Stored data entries

================

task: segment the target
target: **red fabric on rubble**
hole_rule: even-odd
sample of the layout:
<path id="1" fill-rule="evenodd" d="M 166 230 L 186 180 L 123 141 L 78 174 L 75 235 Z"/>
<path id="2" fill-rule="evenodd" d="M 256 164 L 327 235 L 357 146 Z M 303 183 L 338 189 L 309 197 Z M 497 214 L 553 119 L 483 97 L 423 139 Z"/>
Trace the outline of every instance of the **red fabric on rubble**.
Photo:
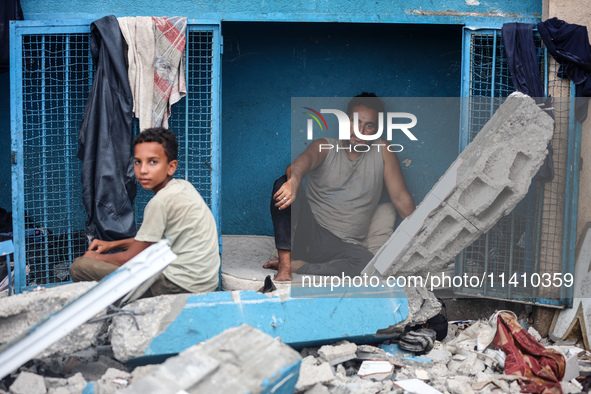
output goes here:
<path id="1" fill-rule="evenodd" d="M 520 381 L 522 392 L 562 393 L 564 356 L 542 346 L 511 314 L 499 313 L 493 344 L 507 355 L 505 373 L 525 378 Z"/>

================

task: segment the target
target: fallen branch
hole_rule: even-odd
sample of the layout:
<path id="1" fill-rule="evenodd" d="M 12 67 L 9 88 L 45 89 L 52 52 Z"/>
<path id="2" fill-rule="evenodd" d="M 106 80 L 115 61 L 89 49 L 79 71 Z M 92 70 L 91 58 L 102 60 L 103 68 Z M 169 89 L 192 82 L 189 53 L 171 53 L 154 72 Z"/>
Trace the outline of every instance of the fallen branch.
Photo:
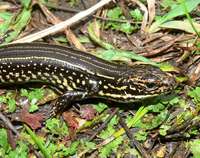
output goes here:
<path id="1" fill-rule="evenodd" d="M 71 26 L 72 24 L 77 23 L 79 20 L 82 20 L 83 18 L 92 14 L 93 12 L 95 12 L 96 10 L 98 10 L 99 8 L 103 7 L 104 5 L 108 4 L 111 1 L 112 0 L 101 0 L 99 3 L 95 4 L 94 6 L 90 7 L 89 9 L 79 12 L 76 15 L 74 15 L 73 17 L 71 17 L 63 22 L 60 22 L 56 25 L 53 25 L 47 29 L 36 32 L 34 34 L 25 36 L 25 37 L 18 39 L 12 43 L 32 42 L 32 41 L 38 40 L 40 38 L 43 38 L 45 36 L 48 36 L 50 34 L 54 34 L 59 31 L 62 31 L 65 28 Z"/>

================

**Your assignment:** Please copy each line of the records above in which the word "Trace" can be found.

**Answer section:**
Trace the outline of every instance of the **red fabric on rubble**.
Trace the outline of every instance of the fallen branch.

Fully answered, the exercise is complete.